### Work to do
Rewrite only the lines from the one containing "Q: For each instance of the man's nose" through the one containing "Query: white bookshelf", with "thickest part" replaced by "widest part" and nothing else changed.

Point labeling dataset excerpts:
※ ※ ※
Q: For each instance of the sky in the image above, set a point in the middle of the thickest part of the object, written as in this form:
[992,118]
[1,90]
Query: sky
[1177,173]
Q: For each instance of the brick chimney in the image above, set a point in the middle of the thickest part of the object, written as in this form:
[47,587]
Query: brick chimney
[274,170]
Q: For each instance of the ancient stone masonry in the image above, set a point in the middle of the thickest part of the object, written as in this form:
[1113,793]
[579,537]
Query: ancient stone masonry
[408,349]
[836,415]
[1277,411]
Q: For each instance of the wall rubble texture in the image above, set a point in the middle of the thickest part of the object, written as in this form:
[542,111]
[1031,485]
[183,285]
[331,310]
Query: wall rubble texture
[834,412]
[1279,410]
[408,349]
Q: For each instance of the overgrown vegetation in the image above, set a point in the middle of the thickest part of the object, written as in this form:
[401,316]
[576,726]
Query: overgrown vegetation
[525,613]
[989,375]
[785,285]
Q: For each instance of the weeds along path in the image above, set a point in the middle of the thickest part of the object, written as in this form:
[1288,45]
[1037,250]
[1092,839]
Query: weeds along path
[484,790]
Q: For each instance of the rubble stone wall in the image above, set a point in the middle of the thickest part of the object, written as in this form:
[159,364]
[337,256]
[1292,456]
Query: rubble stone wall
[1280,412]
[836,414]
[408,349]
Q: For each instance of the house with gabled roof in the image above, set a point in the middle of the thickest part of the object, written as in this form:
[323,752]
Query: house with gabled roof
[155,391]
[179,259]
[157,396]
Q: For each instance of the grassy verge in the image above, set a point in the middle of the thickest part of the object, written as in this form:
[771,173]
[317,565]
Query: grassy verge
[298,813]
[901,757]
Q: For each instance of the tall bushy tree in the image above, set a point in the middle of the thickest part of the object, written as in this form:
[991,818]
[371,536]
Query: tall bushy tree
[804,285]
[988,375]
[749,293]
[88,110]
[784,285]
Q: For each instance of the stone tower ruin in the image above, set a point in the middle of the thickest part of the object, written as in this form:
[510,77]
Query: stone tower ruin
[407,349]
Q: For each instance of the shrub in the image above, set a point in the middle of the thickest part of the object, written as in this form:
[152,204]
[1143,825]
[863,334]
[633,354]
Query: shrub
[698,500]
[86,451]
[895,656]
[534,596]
※ ※ ※
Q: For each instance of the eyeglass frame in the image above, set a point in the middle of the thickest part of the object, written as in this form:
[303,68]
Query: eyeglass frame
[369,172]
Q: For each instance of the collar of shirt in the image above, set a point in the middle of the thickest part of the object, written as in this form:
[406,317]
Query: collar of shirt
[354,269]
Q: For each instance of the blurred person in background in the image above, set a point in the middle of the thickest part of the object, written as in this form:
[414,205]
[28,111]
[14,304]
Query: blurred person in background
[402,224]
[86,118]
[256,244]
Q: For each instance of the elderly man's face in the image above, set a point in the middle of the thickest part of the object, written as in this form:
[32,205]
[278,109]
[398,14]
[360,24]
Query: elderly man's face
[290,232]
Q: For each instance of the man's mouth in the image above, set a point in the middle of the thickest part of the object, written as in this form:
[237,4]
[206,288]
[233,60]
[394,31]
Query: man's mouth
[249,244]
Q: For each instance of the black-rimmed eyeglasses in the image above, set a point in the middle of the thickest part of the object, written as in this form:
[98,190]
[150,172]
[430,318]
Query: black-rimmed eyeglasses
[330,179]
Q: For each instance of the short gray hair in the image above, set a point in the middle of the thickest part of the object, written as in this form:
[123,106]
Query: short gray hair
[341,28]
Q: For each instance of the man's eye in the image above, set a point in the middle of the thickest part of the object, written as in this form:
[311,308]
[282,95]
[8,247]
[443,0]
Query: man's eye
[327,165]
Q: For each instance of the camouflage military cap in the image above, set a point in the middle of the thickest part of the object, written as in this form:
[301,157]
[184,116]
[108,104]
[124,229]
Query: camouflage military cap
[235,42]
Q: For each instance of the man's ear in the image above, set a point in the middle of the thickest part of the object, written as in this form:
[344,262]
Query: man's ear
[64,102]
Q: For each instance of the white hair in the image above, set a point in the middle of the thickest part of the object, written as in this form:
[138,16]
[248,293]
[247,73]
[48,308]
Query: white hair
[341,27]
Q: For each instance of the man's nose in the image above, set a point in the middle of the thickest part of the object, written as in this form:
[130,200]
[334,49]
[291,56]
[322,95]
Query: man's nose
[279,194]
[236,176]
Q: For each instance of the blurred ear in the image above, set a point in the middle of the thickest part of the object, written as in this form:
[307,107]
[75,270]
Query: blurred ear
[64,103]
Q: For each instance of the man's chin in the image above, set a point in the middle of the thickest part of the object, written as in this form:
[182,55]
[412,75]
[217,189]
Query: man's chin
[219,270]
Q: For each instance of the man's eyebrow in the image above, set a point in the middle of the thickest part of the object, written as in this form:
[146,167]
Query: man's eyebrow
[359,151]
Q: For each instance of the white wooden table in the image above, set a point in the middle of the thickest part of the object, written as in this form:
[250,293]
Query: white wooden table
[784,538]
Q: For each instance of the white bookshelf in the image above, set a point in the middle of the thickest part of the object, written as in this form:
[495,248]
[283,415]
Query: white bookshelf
※ ※ ※
### Final result
Q: For each instance of the man's nose in the image above, set a point in the middle of the widest part of the object, written as in this form:
[130,200]
[334,49]
[291,56]
[322,95]
Query: man's nose
[279,194]
[236,176]
Q: For each instance of the blurred ear in the image above, set a point in the middle of the widest part of the object, written as in this form:
[307,107]
[75,270]
Query: blurred ear
[64,103]
Q: For each instance of the man's chin in the image above, set a point in the middle of the widest part of the object, written as in this form:
[182,55]
[412,75]
[217,189]
Query: man's chin
[219,270]
Q: For each instance of the man's eyebrow in the image above, set a point in the middle of the widest part of the object, written as in this form:
[146,167]
Query: man's eyebrow
[359,151]
Q: For each instance of the white wooden table in the image above, set a point in the middle of the widest part of the object, written as in this form:
[250,293]
Query: white wooden table
[784,538]
Q: For each instance of the white bookshelf in the image above, set a point in the middle of the widest part of the object, written as in this form:
[495,248]
[283,415]
Query: white bookshelf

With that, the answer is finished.